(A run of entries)
☆ ☆ ☆ ☆ ☆

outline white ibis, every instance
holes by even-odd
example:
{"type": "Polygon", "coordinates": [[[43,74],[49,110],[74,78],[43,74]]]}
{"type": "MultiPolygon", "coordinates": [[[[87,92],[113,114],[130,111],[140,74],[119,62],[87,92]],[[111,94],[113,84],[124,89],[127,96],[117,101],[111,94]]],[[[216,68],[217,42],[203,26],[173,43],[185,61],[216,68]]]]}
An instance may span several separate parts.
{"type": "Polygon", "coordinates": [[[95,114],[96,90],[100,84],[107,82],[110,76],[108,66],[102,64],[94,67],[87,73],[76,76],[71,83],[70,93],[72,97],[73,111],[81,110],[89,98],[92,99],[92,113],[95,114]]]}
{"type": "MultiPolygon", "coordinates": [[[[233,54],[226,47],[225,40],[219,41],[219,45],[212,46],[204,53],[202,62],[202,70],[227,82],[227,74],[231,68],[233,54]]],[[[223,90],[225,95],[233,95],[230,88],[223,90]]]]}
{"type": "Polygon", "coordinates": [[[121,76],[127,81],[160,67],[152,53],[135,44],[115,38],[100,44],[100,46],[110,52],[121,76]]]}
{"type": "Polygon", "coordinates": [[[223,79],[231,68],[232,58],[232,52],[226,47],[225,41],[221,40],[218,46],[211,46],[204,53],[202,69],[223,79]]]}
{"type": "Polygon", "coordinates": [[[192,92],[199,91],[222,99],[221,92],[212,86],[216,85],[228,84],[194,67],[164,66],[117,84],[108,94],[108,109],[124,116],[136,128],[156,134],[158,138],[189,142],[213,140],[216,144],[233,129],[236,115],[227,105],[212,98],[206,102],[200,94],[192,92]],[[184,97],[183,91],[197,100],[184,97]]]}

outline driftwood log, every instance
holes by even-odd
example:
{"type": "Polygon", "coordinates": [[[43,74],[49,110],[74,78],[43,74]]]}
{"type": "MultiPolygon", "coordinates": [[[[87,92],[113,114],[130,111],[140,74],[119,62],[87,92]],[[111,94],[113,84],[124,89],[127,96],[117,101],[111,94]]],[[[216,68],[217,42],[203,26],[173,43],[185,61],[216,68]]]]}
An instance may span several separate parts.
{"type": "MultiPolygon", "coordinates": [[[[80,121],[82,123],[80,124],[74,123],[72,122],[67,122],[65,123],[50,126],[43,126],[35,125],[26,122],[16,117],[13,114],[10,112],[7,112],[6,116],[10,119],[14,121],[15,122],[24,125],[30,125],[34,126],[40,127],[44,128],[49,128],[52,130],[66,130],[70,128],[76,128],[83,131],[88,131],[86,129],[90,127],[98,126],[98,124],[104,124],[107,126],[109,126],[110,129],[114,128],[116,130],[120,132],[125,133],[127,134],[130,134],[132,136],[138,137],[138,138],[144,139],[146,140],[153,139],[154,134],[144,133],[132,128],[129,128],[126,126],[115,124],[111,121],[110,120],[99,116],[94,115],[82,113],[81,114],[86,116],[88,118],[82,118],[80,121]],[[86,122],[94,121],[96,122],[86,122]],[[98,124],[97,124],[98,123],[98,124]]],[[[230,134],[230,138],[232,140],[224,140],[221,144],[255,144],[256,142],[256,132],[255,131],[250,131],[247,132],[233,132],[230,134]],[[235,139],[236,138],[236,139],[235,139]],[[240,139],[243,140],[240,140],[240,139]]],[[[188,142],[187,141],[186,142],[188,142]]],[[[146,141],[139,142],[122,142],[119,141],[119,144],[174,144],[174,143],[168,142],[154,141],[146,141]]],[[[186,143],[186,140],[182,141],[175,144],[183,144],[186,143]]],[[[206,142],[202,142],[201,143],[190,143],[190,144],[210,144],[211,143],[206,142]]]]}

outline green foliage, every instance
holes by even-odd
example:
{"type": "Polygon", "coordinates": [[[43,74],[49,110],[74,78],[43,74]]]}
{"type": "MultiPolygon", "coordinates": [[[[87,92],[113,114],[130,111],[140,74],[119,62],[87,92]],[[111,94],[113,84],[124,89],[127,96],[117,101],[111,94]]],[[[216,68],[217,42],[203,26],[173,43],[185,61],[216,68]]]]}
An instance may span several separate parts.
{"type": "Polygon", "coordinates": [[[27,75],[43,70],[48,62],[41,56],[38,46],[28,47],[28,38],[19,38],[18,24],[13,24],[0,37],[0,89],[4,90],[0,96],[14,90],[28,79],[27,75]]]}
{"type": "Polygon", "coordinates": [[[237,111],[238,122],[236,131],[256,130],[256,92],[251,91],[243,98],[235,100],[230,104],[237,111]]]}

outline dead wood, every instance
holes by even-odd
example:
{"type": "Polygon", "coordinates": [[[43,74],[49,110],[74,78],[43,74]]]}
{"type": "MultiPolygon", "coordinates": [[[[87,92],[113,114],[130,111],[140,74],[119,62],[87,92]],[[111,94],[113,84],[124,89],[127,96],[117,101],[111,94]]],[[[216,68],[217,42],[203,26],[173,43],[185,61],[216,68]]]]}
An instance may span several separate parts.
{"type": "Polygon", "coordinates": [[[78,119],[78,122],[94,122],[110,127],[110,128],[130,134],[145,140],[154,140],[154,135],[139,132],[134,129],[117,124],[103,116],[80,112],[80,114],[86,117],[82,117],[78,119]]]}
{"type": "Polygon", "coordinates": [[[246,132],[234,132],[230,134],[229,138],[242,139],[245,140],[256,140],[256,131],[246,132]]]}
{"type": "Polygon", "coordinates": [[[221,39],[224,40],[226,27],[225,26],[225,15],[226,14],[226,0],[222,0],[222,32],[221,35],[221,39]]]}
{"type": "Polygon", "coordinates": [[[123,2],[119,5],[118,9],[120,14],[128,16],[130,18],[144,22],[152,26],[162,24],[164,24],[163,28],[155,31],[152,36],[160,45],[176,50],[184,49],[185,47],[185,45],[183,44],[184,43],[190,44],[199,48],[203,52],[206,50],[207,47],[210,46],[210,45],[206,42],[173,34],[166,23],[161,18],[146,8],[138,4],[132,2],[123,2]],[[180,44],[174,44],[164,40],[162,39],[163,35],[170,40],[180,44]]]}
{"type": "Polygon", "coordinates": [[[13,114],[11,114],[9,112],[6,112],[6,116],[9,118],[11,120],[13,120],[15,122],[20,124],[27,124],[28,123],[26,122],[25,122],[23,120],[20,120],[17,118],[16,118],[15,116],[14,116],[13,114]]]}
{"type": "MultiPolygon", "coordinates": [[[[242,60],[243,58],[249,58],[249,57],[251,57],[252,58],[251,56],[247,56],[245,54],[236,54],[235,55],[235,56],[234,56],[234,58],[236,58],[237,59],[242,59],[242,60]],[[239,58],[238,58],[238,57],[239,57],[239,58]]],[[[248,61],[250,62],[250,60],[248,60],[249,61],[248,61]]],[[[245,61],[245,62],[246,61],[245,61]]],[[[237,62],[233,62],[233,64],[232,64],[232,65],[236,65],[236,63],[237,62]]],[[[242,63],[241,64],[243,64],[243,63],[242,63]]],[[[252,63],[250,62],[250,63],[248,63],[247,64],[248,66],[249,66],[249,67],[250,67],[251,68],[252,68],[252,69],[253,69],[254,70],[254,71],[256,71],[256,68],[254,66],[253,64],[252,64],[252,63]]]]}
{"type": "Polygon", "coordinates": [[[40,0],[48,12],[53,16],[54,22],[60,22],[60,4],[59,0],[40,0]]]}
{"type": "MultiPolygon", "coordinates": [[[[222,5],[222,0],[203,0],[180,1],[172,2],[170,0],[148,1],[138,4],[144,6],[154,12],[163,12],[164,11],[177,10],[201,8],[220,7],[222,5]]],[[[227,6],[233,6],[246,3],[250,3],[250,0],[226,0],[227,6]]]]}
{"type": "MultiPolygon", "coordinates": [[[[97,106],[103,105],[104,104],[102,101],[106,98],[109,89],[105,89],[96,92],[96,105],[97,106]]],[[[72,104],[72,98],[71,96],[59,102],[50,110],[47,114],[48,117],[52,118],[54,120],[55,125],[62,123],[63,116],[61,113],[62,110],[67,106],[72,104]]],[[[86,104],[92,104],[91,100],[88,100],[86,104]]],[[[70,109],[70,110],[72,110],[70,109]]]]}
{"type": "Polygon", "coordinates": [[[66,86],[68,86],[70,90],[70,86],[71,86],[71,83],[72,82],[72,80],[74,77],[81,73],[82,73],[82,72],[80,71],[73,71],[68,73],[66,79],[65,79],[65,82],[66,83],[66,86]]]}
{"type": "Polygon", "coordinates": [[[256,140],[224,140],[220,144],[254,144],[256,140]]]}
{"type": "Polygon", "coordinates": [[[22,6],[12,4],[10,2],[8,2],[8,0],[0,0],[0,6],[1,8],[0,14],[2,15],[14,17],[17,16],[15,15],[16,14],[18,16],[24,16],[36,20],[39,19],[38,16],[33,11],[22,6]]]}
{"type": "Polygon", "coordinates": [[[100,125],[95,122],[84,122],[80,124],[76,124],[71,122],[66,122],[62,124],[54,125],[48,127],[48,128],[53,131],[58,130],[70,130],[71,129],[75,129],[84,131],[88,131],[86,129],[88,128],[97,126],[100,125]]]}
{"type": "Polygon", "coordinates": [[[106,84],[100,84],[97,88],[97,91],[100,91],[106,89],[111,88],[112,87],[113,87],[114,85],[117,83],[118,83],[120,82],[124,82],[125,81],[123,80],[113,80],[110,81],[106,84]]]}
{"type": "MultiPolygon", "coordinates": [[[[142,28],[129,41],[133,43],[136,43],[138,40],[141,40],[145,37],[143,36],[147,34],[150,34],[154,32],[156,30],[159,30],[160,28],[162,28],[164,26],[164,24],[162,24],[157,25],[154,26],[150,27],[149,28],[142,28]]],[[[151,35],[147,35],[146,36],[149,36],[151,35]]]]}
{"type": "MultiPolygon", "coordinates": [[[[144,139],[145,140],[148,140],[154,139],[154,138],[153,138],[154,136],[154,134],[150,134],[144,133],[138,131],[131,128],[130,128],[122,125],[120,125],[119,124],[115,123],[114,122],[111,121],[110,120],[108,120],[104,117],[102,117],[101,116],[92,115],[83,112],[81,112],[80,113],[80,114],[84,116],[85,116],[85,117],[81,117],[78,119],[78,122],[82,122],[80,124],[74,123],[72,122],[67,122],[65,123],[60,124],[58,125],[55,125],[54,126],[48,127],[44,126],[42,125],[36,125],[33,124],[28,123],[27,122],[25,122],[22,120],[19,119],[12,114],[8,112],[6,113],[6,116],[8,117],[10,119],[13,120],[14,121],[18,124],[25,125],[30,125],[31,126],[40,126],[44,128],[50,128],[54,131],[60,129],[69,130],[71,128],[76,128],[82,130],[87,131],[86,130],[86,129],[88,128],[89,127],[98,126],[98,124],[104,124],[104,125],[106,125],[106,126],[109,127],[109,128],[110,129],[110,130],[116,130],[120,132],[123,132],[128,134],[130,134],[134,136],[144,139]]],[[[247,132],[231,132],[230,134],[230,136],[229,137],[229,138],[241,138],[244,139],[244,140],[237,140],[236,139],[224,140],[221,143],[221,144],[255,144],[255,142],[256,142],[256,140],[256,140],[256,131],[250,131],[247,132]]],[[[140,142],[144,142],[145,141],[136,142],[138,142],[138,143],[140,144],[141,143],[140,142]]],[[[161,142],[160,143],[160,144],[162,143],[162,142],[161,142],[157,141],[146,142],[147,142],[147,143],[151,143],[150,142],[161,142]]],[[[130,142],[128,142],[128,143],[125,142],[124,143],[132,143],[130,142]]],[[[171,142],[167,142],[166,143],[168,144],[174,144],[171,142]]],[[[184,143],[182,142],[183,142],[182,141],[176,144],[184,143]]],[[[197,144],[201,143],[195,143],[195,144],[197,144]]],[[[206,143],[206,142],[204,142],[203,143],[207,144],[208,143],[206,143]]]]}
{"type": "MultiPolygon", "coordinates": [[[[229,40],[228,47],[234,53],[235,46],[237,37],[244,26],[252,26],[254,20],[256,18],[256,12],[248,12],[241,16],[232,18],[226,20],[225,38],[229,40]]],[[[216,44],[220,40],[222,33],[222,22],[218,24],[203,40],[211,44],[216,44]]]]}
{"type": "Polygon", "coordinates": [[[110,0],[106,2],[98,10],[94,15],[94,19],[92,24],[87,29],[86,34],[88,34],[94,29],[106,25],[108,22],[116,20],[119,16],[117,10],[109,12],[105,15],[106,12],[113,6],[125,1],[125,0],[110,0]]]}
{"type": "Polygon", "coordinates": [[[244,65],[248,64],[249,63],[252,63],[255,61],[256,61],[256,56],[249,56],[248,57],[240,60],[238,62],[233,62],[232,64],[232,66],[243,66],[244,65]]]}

☆ ☆ ☆ ☆ ☆

▶ _The request_: Show every line in the entries above that contains the word "outline".

▶ _Task result_:
outline white ibis, every instance
outline driftwood log, every instance
outline green foliage, every instance
outline dead wood, every instance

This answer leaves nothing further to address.